|Hint: Have a band you'd like to see interviewed? Tell us.|
|I had the pleasure of chatting with Daniel Ahearn, formerly of Ill Lit last month, after numerous attempts to make this interview happen. I would like to thank him for being so "flexible" and such a great person to talk to. I would also like to thank Tristan, who helped with the editing. Thank you! |
Who is Daniel Ahearn and could you describe your music for someone that has yet to hear it?
They are love songs. I write love songs. I would get in trouble when I thought they were "country.” So I leave in the Americana music because I am an American kid from Indiana who is writing down what the people are saying when they don't know I am around.
How did it all start?
It started from writing, and then I did this recording project. I was rabid with a weird desire to make music. It was weird to get on stage, I didn't understand it. My background is listening to country and classical when I was a kid, and then electronic music from teens to twenties. I was trying to put them together and tell American songs.
You seem to be in touch with your spiritual side from what I've read. How true would you say this is?

◆ EXERCISE PROMPT: Please answer from the interview: what music did Daniel Ahearn listen to as a kid?

(Dataset records on object locations)
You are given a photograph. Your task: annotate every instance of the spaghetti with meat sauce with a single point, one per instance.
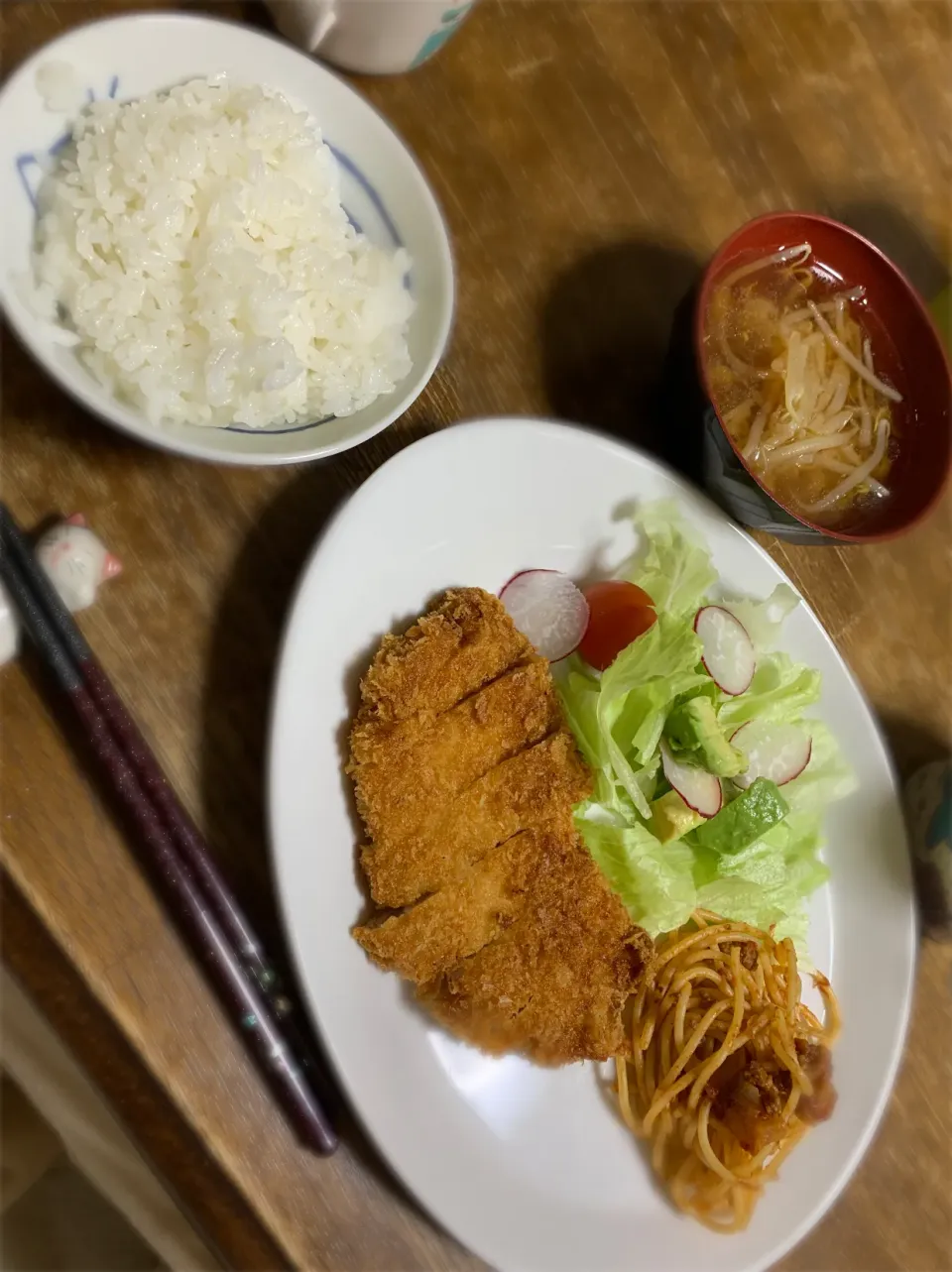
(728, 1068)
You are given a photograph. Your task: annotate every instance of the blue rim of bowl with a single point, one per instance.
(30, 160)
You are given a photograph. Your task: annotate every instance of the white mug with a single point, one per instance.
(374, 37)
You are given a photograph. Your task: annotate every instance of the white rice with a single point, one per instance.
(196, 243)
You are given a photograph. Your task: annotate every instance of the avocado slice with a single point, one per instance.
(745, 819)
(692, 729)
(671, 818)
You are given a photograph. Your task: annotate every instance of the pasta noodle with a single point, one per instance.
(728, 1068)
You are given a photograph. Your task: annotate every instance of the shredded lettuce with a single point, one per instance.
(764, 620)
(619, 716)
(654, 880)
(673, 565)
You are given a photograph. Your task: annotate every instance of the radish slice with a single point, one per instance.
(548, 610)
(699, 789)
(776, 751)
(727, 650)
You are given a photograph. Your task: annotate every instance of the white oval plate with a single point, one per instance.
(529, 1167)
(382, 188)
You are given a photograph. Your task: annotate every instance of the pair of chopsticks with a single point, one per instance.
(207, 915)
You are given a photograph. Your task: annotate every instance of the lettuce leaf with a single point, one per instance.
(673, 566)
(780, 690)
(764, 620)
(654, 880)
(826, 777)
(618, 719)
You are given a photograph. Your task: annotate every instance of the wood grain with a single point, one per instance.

...

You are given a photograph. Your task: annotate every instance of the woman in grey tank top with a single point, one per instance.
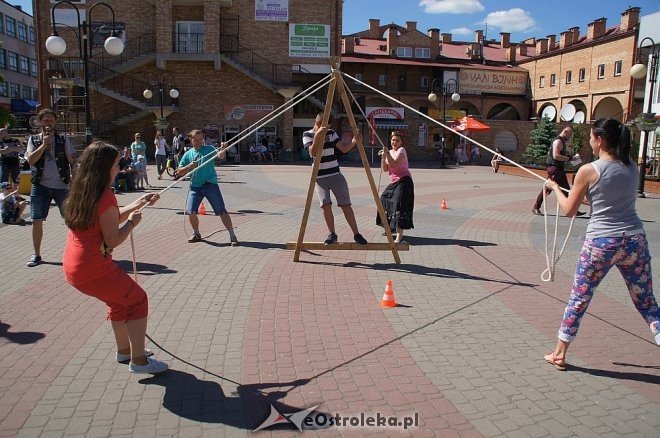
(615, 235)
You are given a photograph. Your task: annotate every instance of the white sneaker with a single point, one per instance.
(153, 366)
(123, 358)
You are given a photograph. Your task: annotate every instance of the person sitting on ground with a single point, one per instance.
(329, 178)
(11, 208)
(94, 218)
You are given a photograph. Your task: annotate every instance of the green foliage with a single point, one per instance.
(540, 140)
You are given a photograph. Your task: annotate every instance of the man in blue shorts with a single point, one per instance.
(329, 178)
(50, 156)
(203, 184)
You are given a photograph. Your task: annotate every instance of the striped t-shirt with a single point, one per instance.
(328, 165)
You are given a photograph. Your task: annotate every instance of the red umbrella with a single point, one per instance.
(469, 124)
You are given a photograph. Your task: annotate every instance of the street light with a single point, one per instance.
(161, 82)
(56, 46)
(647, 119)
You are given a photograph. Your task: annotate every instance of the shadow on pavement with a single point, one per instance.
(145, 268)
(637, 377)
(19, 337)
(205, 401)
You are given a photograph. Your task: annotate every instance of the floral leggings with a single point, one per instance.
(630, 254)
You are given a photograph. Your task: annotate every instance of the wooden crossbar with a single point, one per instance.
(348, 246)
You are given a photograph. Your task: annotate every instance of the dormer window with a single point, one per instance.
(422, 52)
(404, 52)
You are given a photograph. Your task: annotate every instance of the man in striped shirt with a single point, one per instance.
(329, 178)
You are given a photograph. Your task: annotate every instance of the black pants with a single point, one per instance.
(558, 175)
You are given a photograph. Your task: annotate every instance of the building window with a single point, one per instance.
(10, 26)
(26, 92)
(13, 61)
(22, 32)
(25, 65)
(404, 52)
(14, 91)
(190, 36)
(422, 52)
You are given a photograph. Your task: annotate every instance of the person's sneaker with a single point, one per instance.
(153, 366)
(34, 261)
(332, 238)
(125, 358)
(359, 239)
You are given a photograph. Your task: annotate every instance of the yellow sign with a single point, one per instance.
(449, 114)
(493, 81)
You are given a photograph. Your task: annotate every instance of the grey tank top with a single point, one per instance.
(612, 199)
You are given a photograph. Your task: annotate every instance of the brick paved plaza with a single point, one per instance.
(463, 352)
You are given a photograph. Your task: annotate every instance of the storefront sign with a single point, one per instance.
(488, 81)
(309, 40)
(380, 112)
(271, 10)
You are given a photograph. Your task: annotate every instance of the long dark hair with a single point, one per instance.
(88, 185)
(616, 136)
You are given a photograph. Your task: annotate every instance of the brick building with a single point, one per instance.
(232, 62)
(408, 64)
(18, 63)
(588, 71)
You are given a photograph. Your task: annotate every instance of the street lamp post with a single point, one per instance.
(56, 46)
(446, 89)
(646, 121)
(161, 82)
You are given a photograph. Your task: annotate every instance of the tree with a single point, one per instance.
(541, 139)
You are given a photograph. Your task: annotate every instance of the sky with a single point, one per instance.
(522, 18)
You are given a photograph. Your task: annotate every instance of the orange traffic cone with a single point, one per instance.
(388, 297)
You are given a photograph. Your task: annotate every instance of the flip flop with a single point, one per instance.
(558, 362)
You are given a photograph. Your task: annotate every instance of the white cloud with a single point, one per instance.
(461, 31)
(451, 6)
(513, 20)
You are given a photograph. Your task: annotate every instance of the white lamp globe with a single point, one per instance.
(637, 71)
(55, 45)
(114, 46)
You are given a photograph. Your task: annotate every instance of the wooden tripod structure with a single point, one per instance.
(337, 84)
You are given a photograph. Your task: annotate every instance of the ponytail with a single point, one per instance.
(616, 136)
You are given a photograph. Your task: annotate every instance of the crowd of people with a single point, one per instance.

◆ FULL ANSWER: Country and classical music.